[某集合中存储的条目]
================================

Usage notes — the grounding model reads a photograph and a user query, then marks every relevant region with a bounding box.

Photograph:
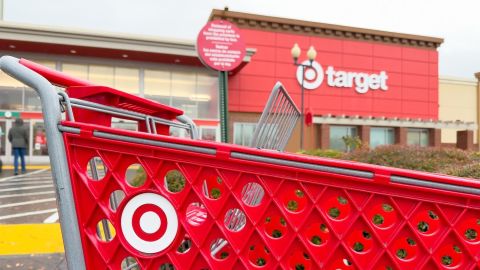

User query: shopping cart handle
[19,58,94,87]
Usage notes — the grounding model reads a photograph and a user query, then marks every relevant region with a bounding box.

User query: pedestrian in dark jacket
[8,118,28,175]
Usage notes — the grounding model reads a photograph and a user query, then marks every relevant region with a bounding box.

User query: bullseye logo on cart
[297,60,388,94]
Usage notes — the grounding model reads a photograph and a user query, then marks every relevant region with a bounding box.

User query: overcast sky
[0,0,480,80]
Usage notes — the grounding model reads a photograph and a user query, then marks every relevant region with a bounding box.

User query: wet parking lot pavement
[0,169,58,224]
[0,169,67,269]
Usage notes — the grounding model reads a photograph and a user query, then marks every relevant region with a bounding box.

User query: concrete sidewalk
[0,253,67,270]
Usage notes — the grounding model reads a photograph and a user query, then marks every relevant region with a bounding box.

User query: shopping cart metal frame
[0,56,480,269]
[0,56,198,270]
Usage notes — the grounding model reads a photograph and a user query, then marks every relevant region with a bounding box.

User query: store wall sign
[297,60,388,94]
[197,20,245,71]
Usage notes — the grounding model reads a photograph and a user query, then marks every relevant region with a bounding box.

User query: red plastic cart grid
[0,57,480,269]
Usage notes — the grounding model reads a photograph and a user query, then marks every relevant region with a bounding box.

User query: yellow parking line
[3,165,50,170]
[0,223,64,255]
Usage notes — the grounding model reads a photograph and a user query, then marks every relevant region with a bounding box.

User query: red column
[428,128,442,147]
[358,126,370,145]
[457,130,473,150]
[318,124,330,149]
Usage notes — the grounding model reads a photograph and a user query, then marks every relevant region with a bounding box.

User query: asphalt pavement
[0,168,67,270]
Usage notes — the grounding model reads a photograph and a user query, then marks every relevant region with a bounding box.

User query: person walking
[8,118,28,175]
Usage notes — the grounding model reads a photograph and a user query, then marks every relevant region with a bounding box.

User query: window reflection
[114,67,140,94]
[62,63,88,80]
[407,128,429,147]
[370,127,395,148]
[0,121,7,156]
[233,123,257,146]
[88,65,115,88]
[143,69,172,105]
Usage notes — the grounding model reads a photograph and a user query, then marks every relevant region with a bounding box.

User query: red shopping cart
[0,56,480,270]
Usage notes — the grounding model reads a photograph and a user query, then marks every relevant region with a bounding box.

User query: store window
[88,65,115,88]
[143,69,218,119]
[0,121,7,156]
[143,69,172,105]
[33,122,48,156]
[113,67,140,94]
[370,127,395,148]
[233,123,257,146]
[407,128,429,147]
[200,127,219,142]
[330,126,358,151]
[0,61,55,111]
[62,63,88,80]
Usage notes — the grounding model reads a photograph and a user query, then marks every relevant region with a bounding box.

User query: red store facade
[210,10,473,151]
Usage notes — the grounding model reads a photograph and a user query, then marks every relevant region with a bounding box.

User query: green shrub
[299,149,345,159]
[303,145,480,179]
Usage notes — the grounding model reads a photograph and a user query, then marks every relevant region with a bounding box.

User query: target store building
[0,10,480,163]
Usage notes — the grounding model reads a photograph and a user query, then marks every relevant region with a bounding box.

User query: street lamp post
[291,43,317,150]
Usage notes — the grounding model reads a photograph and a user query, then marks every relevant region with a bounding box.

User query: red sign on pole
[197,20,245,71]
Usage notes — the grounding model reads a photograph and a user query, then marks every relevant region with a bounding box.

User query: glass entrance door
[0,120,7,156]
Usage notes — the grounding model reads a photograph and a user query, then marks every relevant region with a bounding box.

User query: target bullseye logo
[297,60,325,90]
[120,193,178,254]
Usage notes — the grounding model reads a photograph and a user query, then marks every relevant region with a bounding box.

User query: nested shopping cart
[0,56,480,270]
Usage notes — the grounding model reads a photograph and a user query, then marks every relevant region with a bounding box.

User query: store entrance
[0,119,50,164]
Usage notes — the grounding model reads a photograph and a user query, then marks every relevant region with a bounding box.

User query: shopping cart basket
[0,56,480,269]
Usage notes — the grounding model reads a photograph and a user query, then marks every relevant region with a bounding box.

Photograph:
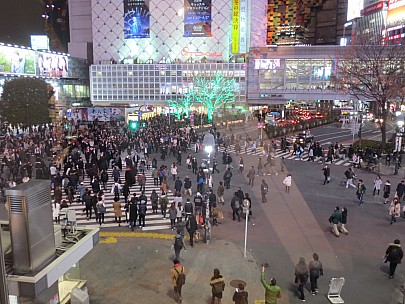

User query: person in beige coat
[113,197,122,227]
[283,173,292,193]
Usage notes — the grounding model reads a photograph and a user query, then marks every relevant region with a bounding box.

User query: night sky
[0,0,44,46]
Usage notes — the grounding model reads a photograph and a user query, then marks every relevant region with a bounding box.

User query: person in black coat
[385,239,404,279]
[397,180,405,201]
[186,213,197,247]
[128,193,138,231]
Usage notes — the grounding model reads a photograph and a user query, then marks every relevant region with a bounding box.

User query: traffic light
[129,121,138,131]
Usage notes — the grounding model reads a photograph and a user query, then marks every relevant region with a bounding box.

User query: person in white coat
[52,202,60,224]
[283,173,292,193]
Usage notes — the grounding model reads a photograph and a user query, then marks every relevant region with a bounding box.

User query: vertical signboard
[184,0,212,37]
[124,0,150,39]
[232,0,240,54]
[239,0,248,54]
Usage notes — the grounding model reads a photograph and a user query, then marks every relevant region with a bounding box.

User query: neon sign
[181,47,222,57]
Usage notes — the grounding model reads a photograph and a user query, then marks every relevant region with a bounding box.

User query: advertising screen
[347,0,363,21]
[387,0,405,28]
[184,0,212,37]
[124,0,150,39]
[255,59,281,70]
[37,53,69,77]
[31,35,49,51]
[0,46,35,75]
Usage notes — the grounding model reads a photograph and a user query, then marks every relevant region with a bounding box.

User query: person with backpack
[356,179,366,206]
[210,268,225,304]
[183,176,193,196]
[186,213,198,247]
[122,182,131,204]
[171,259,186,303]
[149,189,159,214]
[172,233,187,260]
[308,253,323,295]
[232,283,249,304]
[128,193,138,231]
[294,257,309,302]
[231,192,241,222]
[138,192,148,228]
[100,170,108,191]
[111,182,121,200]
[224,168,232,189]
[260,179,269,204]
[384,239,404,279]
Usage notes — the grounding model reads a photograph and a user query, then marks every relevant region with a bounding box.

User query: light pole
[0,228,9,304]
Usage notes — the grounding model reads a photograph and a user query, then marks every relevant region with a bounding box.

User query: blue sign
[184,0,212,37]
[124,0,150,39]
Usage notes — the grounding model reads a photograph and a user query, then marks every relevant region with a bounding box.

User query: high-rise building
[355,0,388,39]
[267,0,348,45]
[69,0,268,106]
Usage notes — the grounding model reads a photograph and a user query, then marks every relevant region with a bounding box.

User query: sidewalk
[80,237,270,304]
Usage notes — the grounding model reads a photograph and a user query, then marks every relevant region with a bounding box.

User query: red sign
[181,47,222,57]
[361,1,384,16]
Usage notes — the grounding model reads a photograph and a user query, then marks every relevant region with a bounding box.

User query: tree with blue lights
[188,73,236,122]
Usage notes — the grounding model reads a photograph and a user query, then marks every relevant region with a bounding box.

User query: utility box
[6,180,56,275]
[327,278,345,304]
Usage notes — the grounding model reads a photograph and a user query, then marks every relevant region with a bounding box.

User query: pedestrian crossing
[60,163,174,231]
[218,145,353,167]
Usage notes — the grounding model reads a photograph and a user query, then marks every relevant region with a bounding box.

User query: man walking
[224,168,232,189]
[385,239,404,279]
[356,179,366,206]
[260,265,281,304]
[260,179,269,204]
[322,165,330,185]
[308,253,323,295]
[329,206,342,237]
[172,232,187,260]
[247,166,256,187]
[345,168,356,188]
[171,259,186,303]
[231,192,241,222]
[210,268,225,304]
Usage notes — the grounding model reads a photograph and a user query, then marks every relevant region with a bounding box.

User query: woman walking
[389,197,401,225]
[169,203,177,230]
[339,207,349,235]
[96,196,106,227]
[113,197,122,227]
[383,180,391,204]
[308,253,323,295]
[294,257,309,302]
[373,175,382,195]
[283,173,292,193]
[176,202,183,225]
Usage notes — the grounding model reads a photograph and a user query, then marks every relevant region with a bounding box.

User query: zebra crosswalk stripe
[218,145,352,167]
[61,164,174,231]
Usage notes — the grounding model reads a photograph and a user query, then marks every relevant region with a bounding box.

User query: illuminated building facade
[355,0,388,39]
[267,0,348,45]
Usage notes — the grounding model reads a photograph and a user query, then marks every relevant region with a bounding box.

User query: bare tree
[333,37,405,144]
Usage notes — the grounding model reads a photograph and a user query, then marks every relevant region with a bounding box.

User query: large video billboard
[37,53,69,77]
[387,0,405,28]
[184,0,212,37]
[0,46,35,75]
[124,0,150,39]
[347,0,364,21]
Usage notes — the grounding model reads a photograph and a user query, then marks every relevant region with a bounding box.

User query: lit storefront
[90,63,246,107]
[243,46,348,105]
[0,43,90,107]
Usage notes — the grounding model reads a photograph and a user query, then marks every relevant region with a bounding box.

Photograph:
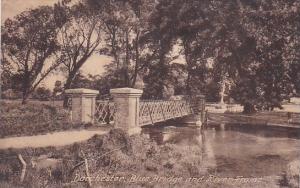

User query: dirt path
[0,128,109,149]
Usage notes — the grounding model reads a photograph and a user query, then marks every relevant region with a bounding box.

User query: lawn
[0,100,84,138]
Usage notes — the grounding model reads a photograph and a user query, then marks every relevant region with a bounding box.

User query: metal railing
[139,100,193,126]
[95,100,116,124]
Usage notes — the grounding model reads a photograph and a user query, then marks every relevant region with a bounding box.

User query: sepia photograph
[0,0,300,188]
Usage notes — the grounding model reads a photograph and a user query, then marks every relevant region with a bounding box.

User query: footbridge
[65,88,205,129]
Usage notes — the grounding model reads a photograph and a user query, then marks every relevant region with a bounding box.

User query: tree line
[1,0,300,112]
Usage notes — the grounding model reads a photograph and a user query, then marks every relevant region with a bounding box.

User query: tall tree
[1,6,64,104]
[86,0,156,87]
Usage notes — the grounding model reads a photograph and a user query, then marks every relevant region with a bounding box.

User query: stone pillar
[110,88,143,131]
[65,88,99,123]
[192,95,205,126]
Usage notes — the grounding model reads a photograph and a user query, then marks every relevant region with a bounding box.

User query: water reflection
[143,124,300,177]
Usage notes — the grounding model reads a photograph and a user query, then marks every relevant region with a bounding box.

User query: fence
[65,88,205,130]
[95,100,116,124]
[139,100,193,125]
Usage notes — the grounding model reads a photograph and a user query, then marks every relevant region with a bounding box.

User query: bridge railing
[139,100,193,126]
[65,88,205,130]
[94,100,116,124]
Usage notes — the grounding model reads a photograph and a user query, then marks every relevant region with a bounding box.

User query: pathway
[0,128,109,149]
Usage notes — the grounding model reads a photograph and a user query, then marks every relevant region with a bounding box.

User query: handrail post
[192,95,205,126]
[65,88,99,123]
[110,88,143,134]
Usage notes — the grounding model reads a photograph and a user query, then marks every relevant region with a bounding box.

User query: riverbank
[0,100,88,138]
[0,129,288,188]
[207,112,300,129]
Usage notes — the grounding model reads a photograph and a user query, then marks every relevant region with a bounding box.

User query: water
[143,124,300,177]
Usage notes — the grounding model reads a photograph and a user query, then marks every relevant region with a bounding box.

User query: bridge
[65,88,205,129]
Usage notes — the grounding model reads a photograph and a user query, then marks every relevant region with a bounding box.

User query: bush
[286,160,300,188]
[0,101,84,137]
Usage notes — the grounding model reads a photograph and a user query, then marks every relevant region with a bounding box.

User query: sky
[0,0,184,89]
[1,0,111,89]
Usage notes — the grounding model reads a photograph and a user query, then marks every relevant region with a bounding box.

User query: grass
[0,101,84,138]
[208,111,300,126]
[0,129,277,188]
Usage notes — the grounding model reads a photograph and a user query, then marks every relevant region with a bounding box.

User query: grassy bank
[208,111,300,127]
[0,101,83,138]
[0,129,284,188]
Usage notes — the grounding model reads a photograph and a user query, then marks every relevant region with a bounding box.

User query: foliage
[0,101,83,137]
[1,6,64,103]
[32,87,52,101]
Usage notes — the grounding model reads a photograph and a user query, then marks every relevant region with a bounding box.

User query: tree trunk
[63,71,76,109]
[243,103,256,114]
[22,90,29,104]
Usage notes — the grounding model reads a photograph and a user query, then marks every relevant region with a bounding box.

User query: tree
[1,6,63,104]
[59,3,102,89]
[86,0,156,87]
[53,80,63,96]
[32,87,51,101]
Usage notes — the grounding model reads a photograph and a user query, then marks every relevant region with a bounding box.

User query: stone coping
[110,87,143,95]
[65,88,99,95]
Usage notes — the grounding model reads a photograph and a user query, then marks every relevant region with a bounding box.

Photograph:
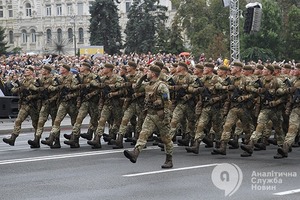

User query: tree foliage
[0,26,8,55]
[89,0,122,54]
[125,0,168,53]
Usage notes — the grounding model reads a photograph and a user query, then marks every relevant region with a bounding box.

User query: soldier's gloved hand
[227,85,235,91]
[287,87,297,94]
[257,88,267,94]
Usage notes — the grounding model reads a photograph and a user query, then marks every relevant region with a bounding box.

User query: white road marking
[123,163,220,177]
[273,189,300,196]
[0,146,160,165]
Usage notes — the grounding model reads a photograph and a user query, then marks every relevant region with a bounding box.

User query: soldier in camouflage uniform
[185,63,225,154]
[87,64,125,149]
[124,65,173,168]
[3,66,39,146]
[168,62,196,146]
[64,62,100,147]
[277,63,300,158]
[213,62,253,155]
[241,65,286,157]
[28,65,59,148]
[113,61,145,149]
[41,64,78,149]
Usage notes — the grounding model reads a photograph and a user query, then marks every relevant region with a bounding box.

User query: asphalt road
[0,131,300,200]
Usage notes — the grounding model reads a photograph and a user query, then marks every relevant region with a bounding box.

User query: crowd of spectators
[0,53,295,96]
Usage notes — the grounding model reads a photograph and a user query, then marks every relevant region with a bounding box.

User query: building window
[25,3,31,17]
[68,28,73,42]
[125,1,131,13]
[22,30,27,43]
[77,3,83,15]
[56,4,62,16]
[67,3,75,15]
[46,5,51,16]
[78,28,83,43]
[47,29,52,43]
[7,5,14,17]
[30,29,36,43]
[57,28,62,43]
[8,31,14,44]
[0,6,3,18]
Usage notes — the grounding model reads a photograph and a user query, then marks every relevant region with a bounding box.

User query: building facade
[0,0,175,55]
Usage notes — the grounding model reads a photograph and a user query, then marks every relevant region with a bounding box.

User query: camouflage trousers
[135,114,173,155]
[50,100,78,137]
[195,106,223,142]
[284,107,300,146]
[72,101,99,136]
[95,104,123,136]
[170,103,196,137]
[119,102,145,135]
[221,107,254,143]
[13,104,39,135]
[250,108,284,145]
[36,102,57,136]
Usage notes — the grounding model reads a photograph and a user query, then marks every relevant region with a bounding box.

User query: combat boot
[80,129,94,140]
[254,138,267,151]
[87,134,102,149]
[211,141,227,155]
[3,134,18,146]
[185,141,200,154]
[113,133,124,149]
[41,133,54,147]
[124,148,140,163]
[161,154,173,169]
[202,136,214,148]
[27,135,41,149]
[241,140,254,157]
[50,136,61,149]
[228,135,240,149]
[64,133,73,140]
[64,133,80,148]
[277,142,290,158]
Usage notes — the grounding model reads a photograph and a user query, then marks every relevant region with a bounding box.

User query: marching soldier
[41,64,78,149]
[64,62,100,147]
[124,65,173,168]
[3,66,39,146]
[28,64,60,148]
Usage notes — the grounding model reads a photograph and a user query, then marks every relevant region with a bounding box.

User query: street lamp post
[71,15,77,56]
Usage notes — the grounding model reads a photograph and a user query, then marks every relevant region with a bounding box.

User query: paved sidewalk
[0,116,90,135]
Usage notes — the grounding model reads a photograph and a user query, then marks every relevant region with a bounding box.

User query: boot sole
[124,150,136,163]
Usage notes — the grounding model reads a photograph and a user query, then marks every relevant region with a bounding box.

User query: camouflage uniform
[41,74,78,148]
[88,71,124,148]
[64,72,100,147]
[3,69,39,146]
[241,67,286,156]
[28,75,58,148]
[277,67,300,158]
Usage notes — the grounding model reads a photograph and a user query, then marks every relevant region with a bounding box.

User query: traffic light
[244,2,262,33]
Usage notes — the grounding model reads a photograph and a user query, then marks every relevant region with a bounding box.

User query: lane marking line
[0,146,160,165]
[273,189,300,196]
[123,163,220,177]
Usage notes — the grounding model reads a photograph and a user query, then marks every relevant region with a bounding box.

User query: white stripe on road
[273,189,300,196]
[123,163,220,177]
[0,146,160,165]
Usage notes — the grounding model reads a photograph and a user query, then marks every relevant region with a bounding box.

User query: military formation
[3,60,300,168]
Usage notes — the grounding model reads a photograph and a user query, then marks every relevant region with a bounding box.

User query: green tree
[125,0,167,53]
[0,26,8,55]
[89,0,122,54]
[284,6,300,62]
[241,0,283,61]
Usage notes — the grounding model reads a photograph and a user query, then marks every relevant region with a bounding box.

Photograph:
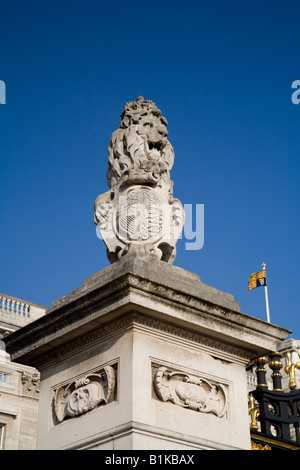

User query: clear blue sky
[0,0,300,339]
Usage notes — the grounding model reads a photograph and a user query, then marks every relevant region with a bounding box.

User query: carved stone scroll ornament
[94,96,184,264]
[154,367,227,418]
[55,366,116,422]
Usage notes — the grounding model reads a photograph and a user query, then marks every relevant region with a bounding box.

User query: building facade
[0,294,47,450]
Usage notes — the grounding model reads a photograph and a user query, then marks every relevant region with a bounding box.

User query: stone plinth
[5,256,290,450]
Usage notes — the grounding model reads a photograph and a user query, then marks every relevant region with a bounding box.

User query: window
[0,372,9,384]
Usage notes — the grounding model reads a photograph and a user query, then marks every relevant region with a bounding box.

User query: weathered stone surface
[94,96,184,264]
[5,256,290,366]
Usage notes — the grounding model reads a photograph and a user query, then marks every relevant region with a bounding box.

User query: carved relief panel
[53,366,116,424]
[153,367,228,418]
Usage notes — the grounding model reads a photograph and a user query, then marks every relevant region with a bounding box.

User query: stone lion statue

================================

题目要求
列出记录中含有字符串“stone”的每一行，整行照抄，匹配时区分大小写。

参考答案
User query: stone pillar
User query: stone coping
User query: carved stone scroll ornament
User query: stone plinth
User query: weathered stone surface
User query: stone lion statue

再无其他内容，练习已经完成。